- _Given request 1_: Copy the passage of the DGL-KE distributed training page below, starting with "Distributed Training on" and going on through "with asynchronous SGD.".

- _Selection_:
"""

Distributed Training on Large Data¶
dglke_dist_train
trains knowledge graph embeddings on a cluster of machines. DGL-KE adopts the parameter-server architecture for distributed training.
In this architecture, the entity embeddings and relation embeddings are stored in DGL KVStore. The trainer processes pull the latest model from KVStore and push the calculated gradient to the KVStore to update the model. All the processes trains the KG embeddings with asynchronous SGD.
Arguments¶
The command line provides the following arguments:
--model_name {TransE, TransE_l1, TransE_l2, TransR, RESCAL, DistMult, ComplEx, RotatE}
The models provided by DGL-KE.--data_path DATA_PATH
The path of the directory where DGL-KE loads knowledge graph data.--dataset DATA_SET
The name of the knowledge graph stored under data_path. The knowledge graph should be generated by Partition script.--format FORMAT
The format of the dataset. For builtin knowledge graphs,the foramt should be built_in. For users own knowledge graphs,it needs to be raw_udd_{htr} or udd_{htr}.--save_path SAVE_PATH
The path of the directory where models and logs are saved.--no_save_emb
Disable saving the embeddings under save_path.--max_step MAX_STEP
The maximal number of steps to train the model in a single process. A step trains the model with a batch of data. In the case of multiprocessing training, the total number of training steps isMAX_STEP
*NUM_PROC
.--batch_size BATCH_SIZE
The batch size for training.--batch_size_eval BATCH_SIZE_EVAL
The batch size used for validation and test.--neg_sample_size NEG_SAMPLE_SIZE
The number of negative samples we use for each positive sample in the training.--neg_deg_sample
Construct negative samples proportional to vertex degree in the training. When this option is turned on, the number of negative samples per positive edge will be doubled. Half of the negative samples are generated uniformly whilethe other half are generated proportional to vertex degree.--neg_deg_sample_eval
Construct negative samples proportional to vertex degree in the evaluation.--neg_sample_size_eval NEG_SAMPLE_SIZE_EVAL
The number of negative samples we use to evaluate a positive sample.--eval_percent EVAL_PERCENT
Randomly sample some percentage of edges for evaluation.--no_eval_filter
Disable filter positive edges from randomly constructed negative edges for evaluation.-log LOG_INTERVAL
Print runtime of different components every x steps.--test
Evaluate the model on the test set after the model is trained.--num_proc NUM_PROC
The number of processes to train the model in parallel.--num_thread NUM_THREAD
The number of CPU threads to train the model in each process. This argument is used for multi-processing training.--force_sync_interval FORCE_SYNC_INTERVAL
We force a synchronization between processes every x steps formultiprocessing training. This potentially stablizes the training processto get a better performance. For multiprocessing training, it is set to 1000 by default.--hidden_dim HIDDEN_DIM
The embedding size of relation and entity.--lr LR
The learning rate. DGL-KE uses Adagrad to optimize the model parameters.-g GAMMA
or--gamma GAMMA
The margin value in the score function. It is used by TransX and RotatE.-de
or--double_ent
Double entitiy dim for complex number It is used by RotatE.-dr
or--double_rel
Double relation dim for complex number.-adv
or--neg_adversarial_sampling
Indicate whether to use negative adversarial sampling.It will weight negative samples with higher scores more.-a ADVERSARIAL_TEMPERATURE
or--adversarial_temperature ADVERSARIAL_TEMPERATURE
The temperature used for negative adversarial sampling.-rc REGULARIZATION_COEF
or--regularization_coef REGULARIZATION_COEF
The coefficient for regularization.-rn REGULARIZATION_NORM
or--regularization_norm REGULARIZATION_NORM
norm used in regularization.--path PATH
Path of distributed workspace.--ssh_key SSH_KEY
ssh private key.--ip_config IP_CONFIG
Path of IP configuration file.--num_client_proc NUM_CLIENT_PROC
Number of worker processes on each machine.

"""

- _Given request 2_: Report every line of the records below that contains the word "backpack", treating case as significant.

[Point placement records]
"""

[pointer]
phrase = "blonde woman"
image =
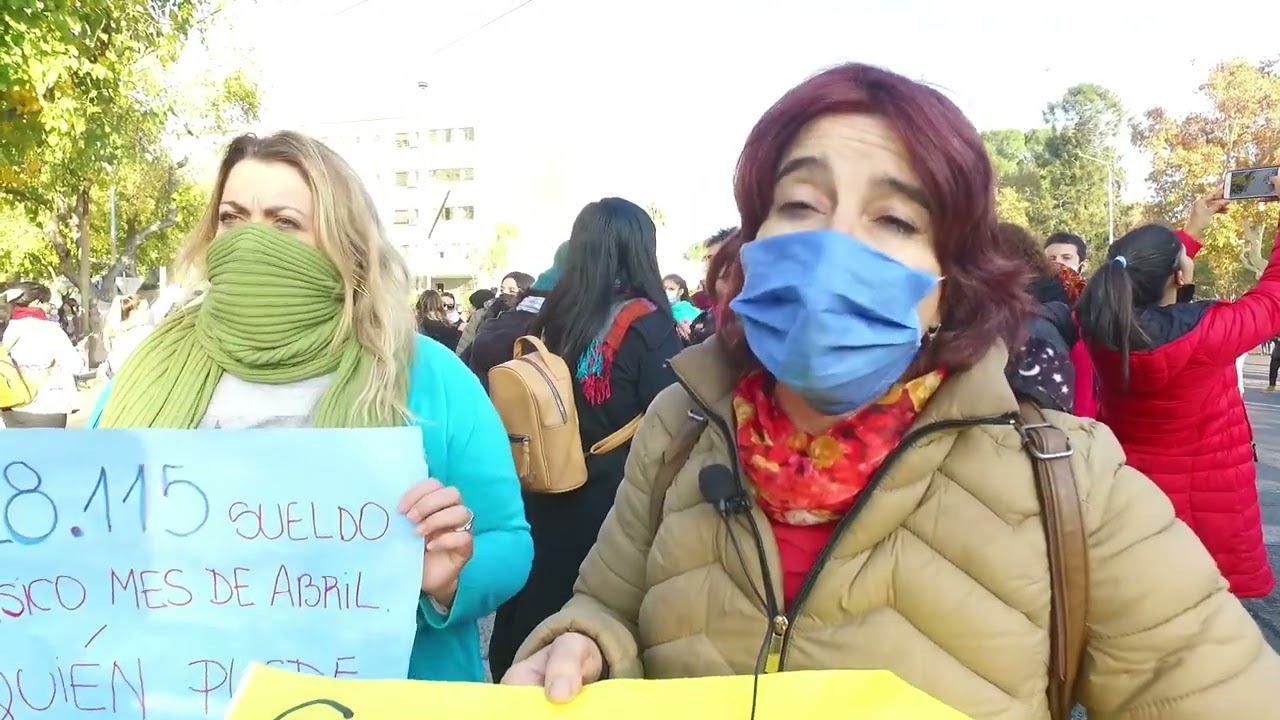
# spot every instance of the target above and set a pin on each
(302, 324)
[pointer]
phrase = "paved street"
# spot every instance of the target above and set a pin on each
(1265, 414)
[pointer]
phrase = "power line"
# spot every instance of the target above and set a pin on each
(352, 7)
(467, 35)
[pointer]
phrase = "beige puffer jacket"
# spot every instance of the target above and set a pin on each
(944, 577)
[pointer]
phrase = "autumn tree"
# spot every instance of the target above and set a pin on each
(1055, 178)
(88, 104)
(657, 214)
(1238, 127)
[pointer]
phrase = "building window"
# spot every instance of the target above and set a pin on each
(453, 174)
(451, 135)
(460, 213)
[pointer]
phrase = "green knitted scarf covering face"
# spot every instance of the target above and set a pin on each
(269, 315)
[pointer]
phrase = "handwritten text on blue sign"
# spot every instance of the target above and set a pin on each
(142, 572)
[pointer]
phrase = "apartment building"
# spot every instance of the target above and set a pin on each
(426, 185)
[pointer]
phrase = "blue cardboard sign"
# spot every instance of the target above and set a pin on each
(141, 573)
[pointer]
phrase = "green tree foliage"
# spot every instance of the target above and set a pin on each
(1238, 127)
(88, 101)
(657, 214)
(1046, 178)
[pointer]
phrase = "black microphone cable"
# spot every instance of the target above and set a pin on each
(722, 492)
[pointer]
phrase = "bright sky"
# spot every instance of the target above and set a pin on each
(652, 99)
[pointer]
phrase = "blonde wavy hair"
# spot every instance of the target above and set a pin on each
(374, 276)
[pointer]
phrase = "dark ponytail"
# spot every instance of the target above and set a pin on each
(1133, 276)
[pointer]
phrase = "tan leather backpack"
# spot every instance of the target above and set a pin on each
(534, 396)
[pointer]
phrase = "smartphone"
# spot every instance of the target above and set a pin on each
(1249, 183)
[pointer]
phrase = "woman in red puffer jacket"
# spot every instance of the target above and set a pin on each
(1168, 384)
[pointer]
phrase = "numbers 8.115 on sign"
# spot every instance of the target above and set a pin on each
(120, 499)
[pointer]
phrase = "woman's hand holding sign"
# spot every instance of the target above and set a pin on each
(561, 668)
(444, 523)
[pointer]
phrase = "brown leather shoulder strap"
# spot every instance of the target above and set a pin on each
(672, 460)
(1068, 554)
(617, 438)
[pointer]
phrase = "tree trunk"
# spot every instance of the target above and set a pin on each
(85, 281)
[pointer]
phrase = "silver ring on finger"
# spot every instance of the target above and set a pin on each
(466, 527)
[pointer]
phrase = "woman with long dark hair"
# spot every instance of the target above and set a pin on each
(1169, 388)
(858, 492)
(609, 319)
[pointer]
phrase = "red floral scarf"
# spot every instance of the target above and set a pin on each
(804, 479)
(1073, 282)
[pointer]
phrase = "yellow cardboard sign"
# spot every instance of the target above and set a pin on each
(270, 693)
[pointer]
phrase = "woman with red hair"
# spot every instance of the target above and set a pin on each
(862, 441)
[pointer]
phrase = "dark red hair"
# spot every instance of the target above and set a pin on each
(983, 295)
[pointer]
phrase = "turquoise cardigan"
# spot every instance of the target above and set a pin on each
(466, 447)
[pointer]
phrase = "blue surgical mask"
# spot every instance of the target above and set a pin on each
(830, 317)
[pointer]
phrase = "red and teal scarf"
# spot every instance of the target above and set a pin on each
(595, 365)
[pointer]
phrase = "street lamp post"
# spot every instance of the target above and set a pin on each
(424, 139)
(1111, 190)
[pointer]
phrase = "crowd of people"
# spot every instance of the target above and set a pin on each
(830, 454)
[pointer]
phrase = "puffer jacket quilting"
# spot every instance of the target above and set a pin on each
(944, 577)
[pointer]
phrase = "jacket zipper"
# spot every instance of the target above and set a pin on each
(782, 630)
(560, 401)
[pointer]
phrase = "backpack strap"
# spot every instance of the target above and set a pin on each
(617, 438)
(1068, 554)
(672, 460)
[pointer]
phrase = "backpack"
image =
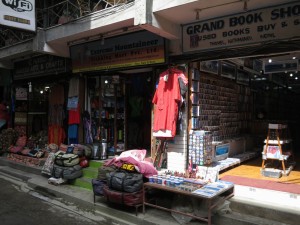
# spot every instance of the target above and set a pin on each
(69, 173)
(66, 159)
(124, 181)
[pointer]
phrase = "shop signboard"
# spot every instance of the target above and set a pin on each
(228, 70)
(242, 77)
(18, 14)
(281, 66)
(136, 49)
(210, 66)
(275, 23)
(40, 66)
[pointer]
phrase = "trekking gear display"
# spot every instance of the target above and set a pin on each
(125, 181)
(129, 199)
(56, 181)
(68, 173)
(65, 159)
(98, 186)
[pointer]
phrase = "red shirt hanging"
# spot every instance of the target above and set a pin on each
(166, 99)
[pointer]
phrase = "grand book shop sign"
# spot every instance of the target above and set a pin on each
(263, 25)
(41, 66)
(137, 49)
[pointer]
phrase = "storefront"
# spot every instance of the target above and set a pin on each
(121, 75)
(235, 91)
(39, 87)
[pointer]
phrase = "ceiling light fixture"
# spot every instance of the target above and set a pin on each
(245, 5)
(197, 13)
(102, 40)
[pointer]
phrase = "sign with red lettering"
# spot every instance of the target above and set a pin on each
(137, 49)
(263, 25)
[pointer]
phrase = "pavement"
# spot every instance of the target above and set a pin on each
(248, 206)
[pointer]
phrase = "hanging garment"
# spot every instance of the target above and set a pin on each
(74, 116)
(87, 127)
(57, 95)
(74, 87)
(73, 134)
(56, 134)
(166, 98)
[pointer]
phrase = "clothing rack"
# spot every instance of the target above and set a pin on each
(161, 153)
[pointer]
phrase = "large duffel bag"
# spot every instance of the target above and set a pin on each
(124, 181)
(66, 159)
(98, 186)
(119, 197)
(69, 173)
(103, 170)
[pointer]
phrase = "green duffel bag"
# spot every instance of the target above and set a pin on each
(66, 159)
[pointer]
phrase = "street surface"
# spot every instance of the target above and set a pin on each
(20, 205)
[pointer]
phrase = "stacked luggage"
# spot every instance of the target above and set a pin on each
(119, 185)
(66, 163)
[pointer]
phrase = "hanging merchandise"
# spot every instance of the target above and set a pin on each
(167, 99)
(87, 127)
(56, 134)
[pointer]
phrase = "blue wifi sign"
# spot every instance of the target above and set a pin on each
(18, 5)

"""
"""

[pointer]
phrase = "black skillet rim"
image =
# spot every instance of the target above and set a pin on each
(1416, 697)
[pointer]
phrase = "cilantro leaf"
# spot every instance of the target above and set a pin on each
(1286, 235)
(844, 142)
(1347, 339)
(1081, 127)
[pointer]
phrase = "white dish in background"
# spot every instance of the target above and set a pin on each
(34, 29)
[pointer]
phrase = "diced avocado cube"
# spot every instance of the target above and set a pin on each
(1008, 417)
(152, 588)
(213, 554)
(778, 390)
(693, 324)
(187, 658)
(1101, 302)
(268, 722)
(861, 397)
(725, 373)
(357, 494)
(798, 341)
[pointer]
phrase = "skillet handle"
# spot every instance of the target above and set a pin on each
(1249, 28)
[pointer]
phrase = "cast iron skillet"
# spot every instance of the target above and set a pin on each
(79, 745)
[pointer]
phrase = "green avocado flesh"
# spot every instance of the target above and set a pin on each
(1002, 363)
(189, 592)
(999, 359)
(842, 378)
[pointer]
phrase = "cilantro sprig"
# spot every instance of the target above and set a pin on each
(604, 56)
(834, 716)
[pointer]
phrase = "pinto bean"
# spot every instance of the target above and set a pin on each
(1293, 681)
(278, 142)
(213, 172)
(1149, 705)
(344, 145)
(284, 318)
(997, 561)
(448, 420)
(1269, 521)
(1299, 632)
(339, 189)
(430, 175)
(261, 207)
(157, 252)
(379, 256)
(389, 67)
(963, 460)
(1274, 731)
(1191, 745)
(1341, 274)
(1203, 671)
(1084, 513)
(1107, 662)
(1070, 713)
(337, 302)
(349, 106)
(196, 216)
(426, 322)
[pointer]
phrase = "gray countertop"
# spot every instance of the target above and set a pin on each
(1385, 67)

"""
"""

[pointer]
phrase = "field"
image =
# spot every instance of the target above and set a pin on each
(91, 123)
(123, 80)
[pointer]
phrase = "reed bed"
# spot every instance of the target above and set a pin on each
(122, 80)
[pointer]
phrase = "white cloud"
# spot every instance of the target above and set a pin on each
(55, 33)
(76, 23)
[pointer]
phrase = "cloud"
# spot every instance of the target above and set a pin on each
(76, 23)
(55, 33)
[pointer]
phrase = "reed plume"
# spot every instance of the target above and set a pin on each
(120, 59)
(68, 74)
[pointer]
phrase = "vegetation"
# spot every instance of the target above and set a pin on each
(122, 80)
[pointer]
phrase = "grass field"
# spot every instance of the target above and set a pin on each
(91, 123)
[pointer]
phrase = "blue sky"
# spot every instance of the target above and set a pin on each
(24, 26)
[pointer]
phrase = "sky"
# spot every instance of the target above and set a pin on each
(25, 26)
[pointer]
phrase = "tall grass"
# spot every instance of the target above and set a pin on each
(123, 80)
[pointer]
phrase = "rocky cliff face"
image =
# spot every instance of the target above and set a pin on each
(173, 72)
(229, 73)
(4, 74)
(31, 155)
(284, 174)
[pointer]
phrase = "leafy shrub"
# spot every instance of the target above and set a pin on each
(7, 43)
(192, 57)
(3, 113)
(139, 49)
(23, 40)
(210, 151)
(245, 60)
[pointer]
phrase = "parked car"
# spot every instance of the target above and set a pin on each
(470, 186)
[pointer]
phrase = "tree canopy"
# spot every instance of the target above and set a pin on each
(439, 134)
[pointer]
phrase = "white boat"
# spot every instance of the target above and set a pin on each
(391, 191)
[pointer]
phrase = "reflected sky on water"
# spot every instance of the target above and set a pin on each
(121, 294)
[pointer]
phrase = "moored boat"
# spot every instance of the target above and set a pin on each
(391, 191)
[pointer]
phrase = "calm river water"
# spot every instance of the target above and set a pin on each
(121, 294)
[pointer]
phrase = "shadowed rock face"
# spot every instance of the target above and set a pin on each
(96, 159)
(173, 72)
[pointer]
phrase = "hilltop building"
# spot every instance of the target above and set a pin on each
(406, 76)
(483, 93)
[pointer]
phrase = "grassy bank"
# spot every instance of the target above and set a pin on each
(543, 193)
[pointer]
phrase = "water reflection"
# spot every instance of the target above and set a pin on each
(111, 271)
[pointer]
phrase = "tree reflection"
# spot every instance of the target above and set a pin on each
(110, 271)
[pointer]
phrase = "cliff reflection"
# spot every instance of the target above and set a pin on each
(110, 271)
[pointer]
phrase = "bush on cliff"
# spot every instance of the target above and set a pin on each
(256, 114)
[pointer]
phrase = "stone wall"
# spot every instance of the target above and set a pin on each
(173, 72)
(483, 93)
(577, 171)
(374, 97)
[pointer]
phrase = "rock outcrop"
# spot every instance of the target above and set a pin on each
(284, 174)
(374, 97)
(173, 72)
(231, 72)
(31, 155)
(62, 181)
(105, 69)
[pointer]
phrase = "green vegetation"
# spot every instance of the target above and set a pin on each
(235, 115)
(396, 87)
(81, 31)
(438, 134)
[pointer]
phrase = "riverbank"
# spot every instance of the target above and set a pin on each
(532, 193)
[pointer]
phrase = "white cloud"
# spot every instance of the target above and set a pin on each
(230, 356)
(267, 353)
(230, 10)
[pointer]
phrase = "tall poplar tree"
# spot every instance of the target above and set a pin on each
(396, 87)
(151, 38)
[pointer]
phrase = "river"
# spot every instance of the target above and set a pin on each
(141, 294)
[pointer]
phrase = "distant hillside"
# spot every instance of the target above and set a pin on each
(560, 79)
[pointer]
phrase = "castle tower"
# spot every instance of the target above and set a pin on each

"""

- _Correct output 1_:
Distributed Training on Large Data¶
dglke_dist_train
trains knowledge graph embeddings on a cluster of machines. DGL-KE adopts the parameter-server architecture for distributed training.
In this architecture, the entity embeddings and relation embeddings are stored in DGL KVStore. The trainer processes pull the latest model from KVStore and push the calculated gradient to the KVStore to update the model. All the processes trains the KG embeddings with asynchronous SGD.

- _Correct output 2_:
phrase = "tan leather backpack"
phrase = "backpack strap"
phrase = "backpack"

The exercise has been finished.